EXCERPTED TEXT START

Wardha's Wonder Boxes & Hajer's Day at the Beach by Zarina Mohideen Hisbullah
📚 BOOK REVIEW 📚
Title: Wardha's Wonder Boxes, Hajer's Day at the Beach
Author: Zarina Mohideen Hizbullah
Illustrator: Purnima Mitra
Publisher: Bee Books
Islamic Content: Patience, Knowledge
Wardha's Wonder Boxes:
Wardha moves from the green, colourful village to the gray, dusty city. She misses her home and wants to go back. When her father brings large boxes for her, they hang them on the window sill, fill them with soil and plant marigold seeds.
The main lesson in this story is practicing patience. Wardha is advised to make dua while being patient in the new place. When her seeds blossomed, they brought life and colour to the city buildings. The neighbours were encouraged to do the same so the balconies and window sills were filled throughout. I love the core idea of the story, patience through prayer and it is an easy-to-understand concept for the young listeners. However, I find that something is missing that would make the execution of this story smooth and flawless but can't quite figure it out.
Hajer's Day at the Beach:
Hajer has a special love for learning. She repeatedly recited 'Rabbi zidni ilma.' Her only wish was to visit the beach early in the morning but her parents are busy with their daily duties. Thus, her uncle volunteered to take her along with his family. They are enjoying the sun rays, the waves and the sand but before they know it, the sand is too hot to step on, and they cannot get to the car. Hajer comes up with a brilliant plan.
I found this book to be a little far-fetched with the core concept of knowledge. Hajer has a passion for learning and because of it, she has a wealth of knowledge. Thus, how she came up with a plan to escape the hot sand and get everyone safely into the car. The story takes awhile to get to the main event at the beach, with the over descriptions of the home setting and the bakery which I don't really think it added much to the story itself.
The illustrations are little bland, I would have loved to see bold and vibrant colours used. I think both these stories teach valuable lessons and with the contributions of a great editor they would be well polished.

EXCERPTED TEXT END

*TASKS FOR THIS EXERCISE*:
**1.** Decide whether each statement below agrees with the book review, answering yes or no and quoting the words of the review that settle it. (a) Purnima Mitra is the illustrator. (b) Wardha and her father plant sunflower seeds in the boxes. (c) The reviewer wanted bolder colors in the illustrations.
**2.** Reproduce word for word the part of the book review that begins at the words "I found this" and stops after the words "the story itself.".
**3.** In the book review, who takes Hajer to the beach since her parents are busy?

MATERIAL PROVIDED START

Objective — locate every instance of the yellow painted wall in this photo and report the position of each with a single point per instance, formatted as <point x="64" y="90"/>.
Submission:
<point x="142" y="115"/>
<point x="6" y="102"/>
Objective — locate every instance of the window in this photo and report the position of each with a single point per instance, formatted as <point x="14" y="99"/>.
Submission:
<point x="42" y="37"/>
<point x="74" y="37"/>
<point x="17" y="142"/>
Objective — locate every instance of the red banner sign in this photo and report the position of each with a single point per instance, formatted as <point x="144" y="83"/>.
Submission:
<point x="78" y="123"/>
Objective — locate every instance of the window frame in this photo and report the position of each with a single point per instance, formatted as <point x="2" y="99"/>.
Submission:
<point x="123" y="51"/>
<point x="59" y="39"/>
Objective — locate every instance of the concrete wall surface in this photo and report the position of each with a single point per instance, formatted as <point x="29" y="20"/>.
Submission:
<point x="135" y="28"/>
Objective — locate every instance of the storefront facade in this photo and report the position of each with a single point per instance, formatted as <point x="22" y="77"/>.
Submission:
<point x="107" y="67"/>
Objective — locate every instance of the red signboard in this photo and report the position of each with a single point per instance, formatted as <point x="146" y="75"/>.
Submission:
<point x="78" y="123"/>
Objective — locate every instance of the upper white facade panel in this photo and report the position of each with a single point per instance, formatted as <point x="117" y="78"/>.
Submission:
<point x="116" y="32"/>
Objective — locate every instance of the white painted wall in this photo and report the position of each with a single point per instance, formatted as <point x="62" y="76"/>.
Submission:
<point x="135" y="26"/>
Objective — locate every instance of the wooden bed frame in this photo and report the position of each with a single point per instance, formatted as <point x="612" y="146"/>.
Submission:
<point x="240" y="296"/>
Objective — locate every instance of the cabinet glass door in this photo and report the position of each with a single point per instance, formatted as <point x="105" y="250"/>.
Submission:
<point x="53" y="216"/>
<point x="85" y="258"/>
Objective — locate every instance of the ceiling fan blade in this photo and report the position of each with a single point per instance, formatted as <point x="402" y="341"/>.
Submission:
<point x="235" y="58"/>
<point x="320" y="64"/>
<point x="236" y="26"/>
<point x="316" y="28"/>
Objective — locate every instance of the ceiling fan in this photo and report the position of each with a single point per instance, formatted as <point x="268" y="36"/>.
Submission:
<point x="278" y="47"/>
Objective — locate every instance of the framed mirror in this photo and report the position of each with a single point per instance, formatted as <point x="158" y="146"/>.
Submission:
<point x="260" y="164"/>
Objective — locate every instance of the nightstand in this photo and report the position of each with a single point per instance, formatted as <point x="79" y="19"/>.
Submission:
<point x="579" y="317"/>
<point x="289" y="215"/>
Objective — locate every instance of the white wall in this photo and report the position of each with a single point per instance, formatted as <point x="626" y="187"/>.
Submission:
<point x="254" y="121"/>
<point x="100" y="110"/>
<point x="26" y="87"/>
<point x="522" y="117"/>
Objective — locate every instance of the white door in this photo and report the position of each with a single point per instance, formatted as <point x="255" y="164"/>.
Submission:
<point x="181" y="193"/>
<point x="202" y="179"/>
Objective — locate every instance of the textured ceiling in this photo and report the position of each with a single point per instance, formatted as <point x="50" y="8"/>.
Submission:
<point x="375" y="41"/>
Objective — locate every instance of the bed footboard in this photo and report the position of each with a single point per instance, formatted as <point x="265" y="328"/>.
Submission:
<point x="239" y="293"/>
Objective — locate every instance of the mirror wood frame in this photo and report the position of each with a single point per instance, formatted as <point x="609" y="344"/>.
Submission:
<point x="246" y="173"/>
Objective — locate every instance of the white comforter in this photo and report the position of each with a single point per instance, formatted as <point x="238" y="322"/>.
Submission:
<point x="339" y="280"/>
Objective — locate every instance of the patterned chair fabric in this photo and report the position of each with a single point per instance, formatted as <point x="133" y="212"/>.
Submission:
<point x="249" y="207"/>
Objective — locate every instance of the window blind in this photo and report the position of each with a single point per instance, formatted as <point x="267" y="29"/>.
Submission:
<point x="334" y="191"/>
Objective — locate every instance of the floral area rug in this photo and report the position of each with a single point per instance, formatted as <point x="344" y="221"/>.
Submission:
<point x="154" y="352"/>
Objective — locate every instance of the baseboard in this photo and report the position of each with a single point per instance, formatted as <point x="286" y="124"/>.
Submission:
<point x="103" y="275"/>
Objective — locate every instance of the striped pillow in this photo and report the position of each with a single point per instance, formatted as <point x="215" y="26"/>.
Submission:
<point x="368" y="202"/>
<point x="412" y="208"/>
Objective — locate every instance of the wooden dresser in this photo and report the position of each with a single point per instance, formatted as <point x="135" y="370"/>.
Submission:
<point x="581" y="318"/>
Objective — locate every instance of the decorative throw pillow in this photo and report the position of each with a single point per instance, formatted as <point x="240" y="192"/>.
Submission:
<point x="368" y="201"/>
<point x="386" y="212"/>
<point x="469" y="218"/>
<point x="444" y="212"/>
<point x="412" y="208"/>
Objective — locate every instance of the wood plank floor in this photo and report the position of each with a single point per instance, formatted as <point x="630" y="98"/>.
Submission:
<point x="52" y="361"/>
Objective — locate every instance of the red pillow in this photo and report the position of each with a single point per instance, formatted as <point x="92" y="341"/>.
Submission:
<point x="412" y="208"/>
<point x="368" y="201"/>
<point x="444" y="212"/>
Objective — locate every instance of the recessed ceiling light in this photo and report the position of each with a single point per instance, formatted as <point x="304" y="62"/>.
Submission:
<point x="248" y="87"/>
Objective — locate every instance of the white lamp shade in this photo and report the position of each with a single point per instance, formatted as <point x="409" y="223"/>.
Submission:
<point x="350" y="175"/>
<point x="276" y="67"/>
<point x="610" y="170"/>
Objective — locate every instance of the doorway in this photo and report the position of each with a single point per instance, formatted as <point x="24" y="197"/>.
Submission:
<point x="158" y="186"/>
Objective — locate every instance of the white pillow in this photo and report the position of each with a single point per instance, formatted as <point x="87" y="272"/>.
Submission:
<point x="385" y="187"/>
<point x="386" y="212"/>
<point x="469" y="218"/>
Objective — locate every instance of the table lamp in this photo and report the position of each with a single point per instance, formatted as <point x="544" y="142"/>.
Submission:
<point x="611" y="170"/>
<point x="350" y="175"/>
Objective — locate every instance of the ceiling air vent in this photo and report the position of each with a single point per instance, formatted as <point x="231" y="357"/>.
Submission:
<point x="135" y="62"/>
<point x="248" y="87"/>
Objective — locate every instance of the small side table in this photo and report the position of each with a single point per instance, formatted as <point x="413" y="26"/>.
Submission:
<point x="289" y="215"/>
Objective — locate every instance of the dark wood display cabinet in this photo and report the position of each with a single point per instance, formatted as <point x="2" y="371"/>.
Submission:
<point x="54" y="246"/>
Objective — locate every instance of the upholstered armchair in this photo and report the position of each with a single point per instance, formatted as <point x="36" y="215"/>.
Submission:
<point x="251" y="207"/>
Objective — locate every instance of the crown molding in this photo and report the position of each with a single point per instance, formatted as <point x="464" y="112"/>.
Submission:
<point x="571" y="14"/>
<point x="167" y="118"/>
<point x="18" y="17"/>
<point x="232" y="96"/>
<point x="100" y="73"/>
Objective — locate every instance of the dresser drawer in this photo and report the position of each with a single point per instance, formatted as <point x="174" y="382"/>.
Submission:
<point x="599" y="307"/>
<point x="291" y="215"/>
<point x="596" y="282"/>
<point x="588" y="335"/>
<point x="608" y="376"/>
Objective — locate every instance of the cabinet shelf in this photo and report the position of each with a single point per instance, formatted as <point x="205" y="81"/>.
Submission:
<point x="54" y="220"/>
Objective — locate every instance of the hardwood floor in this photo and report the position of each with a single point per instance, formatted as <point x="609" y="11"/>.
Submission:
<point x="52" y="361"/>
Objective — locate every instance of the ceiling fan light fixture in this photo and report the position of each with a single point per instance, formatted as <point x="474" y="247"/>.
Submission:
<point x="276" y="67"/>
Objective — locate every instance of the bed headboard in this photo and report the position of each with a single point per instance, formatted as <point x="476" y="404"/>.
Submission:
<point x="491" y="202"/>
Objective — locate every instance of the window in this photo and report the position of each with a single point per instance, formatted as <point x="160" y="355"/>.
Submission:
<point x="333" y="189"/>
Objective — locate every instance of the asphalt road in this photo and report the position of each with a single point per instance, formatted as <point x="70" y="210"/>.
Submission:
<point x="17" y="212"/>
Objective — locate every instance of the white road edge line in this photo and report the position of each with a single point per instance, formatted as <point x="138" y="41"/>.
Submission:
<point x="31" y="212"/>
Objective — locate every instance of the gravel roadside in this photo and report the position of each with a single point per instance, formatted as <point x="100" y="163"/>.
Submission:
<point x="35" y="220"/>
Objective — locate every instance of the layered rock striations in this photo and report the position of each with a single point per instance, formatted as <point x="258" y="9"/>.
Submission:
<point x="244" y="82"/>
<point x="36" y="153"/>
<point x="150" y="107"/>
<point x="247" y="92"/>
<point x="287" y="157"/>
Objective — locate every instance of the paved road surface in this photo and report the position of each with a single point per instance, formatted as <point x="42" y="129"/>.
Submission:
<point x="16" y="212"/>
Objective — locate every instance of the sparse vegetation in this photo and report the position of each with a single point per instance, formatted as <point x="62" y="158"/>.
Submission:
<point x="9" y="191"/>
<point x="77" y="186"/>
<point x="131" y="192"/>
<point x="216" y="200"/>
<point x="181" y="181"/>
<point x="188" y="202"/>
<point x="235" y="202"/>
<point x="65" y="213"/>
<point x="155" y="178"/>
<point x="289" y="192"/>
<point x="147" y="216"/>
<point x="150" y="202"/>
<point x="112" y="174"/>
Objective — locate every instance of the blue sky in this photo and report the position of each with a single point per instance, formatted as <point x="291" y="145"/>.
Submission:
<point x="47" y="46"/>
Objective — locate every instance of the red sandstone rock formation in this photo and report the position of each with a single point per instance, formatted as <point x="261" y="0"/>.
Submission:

MATERIAL PROVIDED END

*RESULTS IN ORDER*:
**1.**
(a) Yes: "Illustrator: Purnima Mitra"
(b) No: "plant marigold seeds"
(c) Yes: "I would have loved to see bold and vibrant colours used"

**2.**
I found this book to be a little far-fetched with the core concept of knowledge. Hajer has a passion for learning and because of it, she has a wealth of knowledge. Thus, how she came up with a plan to escape the hot sand and get everyone safely into the car. The story takes awhile to get to the main event at the beach, with the over descriptions of the home setting and the bakery which I don't really think it added much to the story itself.

**3.** Her uncle volunteered to take her along with his family.